# Problem details
Exclude any images and output the remaining records exactly.

# Listed records
════════════════════

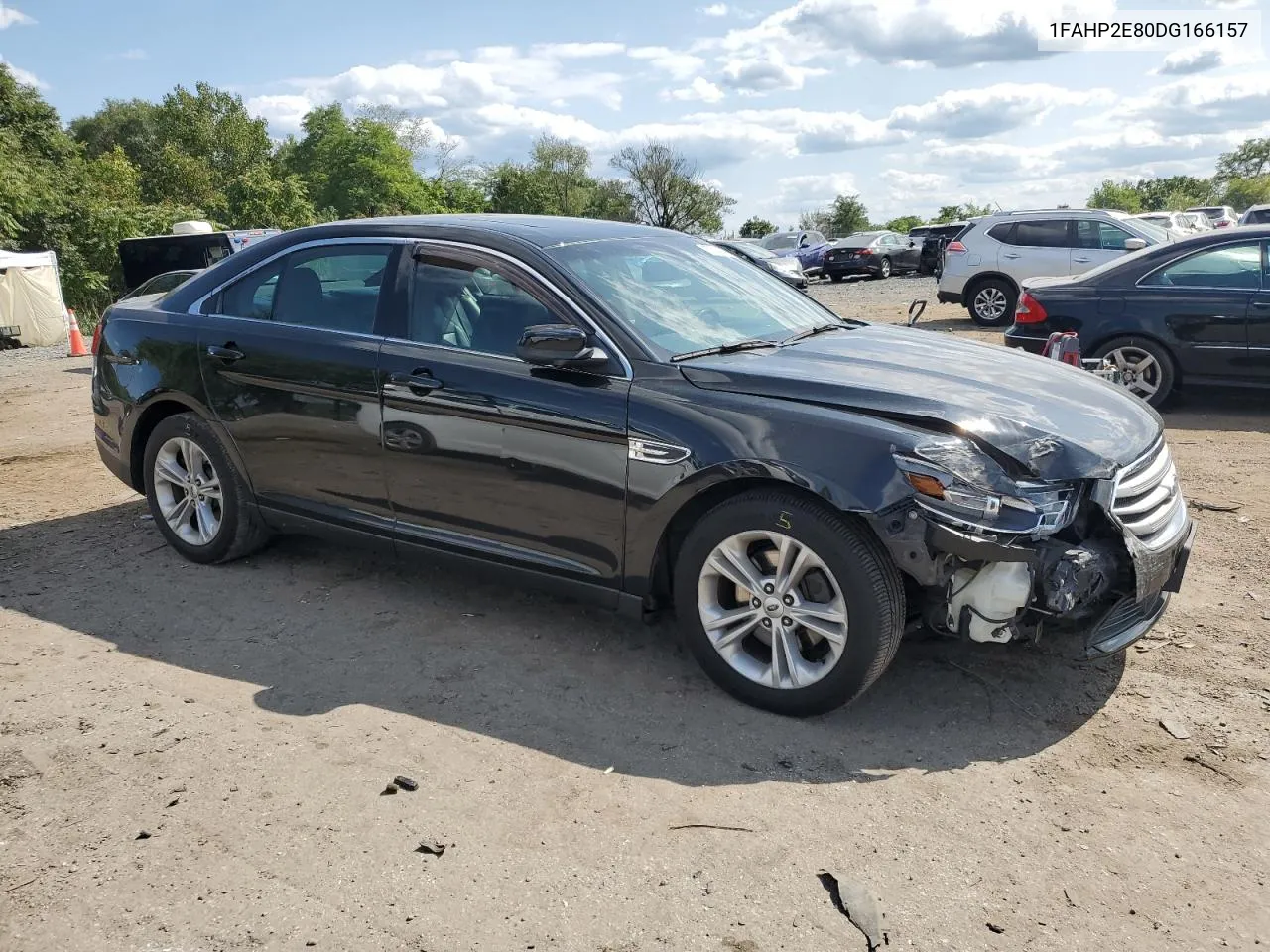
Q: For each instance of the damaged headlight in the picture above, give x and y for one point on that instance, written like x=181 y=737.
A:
x=957 y=483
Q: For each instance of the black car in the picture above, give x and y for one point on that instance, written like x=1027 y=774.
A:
x=1189 y=312
x=636 y=416
x=933 y=239
x=879 y=254
x=784 y=267
x=162 y=284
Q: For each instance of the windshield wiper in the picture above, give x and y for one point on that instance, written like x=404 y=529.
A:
x=817 y=329
x=724 y=349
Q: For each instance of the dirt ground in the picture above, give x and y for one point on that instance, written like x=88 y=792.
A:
x=575 y=766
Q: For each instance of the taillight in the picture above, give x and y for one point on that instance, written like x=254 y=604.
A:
x=1029 y=309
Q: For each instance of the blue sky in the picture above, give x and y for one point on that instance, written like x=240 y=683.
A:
x=785 y=103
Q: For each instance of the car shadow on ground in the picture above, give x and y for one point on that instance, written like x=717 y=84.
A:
x=320 y=626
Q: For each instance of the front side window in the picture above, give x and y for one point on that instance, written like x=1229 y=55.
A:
x=471 y=307
x=1100 y=235
x=1230 y=267
x=329 y=287
x=679 y=294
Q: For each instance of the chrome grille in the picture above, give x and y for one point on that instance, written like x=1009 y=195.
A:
x=1148 y=502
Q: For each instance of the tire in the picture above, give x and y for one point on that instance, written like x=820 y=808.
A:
x=200 y=537
x=847 y=572
x=1127 y=353
x=992 y=302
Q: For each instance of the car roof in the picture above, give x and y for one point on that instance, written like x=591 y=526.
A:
x=538 y=230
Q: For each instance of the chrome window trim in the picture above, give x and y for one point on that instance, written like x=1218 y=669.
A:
x=1232 y=240
x=195 y=307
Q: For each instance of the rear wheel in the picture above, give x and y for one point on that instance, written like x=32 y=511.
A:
x=199 y=503
x=992 y=303
x=788 y=606
x=1146 y=367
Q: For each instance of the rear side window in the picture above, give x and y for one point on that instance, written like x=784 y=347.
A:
x=1230 y=267
x=1100 y=235
x=1042 y=234
x=334 y=287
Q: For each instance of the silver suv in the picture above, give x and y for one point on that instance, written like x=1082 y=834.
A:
x=985 y=264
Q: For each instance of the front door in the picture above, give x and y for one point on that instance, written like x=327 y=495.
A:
x=486 y=453
x=1206 y=301
x=290 y=361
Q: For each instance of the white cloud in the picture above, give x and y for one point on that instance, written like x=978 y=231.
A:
x=1202 y=104
x=9 y=17
x=675 y=62
x=911 y=32
x=699 y=89
x=974 y=113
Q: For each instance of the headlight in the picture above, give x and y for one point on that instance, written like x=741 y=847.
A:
x=978 y=498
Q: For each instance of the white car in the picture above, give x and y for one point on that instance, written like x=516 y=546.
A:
x=985 y=264
x=1256 y=214
x=1176 y=222
x=1220 y=214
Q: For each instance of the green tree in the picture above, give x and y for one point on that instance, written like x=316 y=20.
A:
x=905 y=223
x=668 y=189
x=357 y=169
x=1241 y=193
x=1116 y=195
x=1247 y=162
x=130 y=125
x=757 y=227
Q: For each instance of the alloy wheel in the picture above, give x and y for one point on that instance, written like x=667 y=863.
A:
x=989 y=303
x=189 y=492
x=772 y=610
x=1139 y=371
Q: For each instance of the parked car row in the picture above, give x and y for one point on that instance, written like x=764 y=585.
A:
x=642 y=417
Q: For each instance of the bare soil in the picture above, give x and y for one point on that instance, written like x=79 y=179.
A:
x=246 y=717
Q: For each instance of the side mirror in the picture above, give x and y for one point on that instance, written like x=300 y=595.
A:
x=559 y=345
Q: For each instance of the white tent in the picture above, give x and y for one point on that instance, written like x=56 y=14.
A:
x=31 y=298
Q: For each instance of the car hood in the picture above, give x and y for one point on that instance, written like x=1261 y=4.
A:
x=1056 y=421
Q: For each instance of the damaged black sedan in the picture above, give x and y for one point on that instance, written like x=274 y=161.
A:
x=639 y=417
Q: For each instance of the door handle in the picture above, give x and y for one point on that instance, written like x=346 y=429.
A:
x=421 y=382
x=225 y=353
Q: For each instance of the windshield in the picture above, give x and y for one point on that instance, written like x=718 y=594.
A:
x=781 y=241
x=679 y=294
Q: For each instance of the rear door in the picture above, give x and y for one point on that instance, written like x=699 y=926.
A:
x=1033 y=249
x=486 y=453
x=1205 y=302
x=1095 y=243
x=290 y=358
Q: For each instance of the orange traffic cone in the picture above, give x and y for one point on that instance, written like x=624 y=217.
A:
x=77 y=348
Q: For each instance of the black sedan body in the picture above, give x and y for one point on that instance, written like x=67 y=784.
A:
x=639 y=417
x=876 y=254
x=1191 y=312
x=784 y=267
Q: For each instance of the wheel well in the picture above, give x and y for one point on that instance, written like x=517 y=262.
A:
x=1153 y=339
x=150 y=417
x=973 y=285
x=688 y=516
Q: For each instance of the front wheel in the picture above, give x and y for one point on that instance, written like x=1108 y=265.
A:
x=1146 y=367
x=786 y=604
x=199 y=503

════════════════════

# Output
Q: For each instance of the damaged headlight in the picture above, give x and y for one point on that instance, written like x=181 y=737.
A:
x=957 y=483
Q: For each instance of the black car in the picture above, give x and y for one point on that instance, written like x=1027 y=774.
A:
x=1189 y=312
x=636 y=416
x=933 y=239
x=879 y=254
x=784 y=267
x=162 y=284
Q: For each instance of the windshield wiper in the picture above, give x and y for one point on that instance, written like x=404 y=529.
A:
x=817 y=329
x=724 y=349
Q: For each instance of the dirt ground in the picture above, give x and y for one point on that instance, written like x=88 y=792.
A:
x=575 y=766
Q: For each instance of the taillight in the picture above, give x and y for one point on that instance, written like x=254 y=604.
A:
x=1029 y=309
Q: For each instance of the blue sky in the picture above, give x and y for one point on that instance, written like x=240 y=683.
A:
x=785 y=103
Q: For each instance of the car shadow on ground in the picture above, give x and y for one point on that instance, written like x=717 y=84.
A:
x=320 y=626
Q: For each instance of the front side window in the picture above, give x and y for one point on that instance, written like x=1229 y=55.
A:
x=471 y=307
x=1100 y=235
x=1230 y=267
x=329 y=287
x=679 y=294
Q: For each instance of the chrome grille in the picture above, give x and y for one point on that instance, written like x=1009 y=195.
A:
x=1148 y=502
Q: For each instance of the tire in the picture above, give x and y for one point on that instance, written like x=820 y=808.
A:
x=200 y=537
x=847 y=572
x=1127 y=353
x=992 y=302
Q: For each instance of the car roof in the picture above, give x and y for one point on that instance, written like x=591 y=526.
A:
x=538 y=230
Q: For each instance of the chrome window trim in the picture above, give x and y for one point on that instance, written like x=1218 y=669.
A:
x=1232 y=240
x=195 y=307
Q: For each instance of the rear wheel in the picture above, give x and y for one point on that instance, written like x=32 y=511.
A:
x=199 y=503
x=992 y=303
x=788 y=606
x=1146 y=367
Q: For each instance of the rear side window in the picture above, give x and y for one point on that instance, written like x=784 y=347.
A:
x=1230 y=267
x=1100 y=235
x=1042 y=234
x=334 y=287
Q: For each instance of the silver suv in the picture above, give x and y for one point on that instance, written like x=1082 y=834.
A:
x=985 y=264
Q: For each instance of the front door in the picture above, give x and y for one point on that instance, written like x=327 y=495.
A:
x=486 y=453
x=1206 y=301
x=290 y=361
Q: For each instance of the white cloud in the picture above, give x and y for one point on that instance, written like x=978 y=231.
A:
x=1202 y=104
x=9 y=17
x=675 y=62
x=911 y=32
x=699 y=89
x=974 y=113
Q: For each instance of the headlight in the picture above, give x and y for one point on that instance, written like x=741 y=847.
A:
x=978 y=498
Q: For each instance of the white car in the picture above, give x and y for one point on that instance, written like x=516 y=546.
A:
x=985 y=264
x=1256 y=214
x=1176 y=222
x=1220 y=214
Q: For each instance of the green tree in the picture above, give x and y for one point on that instance, written like x=316 y=20.
A:
x=905 y=223
x=668 y=189
x=357 y=169
x=1241 y=193
x=1116 y=195
x=1247 y=162
x=130 y=125
x=757 y=227
Q: For each instance of the alloy wheel in the picture above, give x and y for one point on that instance, written like x=667 y=863.
A:
x=989 y=303
x=189 y=492
x=772 y=610
x=1139 y=371
Q: For each instance of the parked car row in the picture above, give x and y for one point on that instance, written like x=764 y=585.
A:
x=642 y=417
Q: For each instance of the bare soil in the picture above, give x and y for one point on that instance, written like x=79 y=179.
A:
x=246 y=717
Q: For each instance of the side mirror in the picture above, give x and y for one point on that instance, written like x=300 y=595.
A:
x=559 y=345
Q: For each instance of the white tent in the picture above, give x and y for one point on that instance, written like x=56 y=14.
A:
x=31 y=298
Q: For each instance of the car hood in the picture above, give x and y for one point on that instance, written like x=1261 y=4.
A:
x=1056 y=421
Q: For each instance of the damaged black sedan in the picture above, give x and y for one point on that instance, written like x=274 y=161.
A:
x=639 y=417
Q: For each instance of the door handle in the picture above, give x and y for one point on that instance, written like x=346 y=429.
A:
x=421 y=382
x=225 y=353
Q: For each instance of the windshield in the picture above, give x and y for one point on that instance, written like x=718 y=594.
A:
x=781 y=241
x=679 y=294
Q: For each instance of the rear door in the picture above, give x and y for one point on that instance, written like x=699 y=926.
A:
x=1033 y=249
x=486 y=453
x=1205 y=302
x=1095 y=243
x=290 y=358
Q: For each instance of the orange traffic cone in the picture above, give x and y for one point on that instance, written like x=624 y=217.
A:
x=77 y=348
Q: For each instance of the black sedan body in the picture above, give x and y for one point on that instance, written like x=67 y=784.
A:
x=639 y=417
x=876 y=254
x=1191 y=312
x=784 y=267
Q: For each instance of the wheel well in the picture above, give x and y for one point on that instance, written like x=517 y=262.
A:
x=1153 y=339
x=150 y=417
x=973 y=285
x=688 y=516
Q: For each instance of the front wheel in the picture above, give x and y for one point on that instance, written like x=1108 y=265.
A:
x=1146 y=367
x=786 y=604
x=199 y=503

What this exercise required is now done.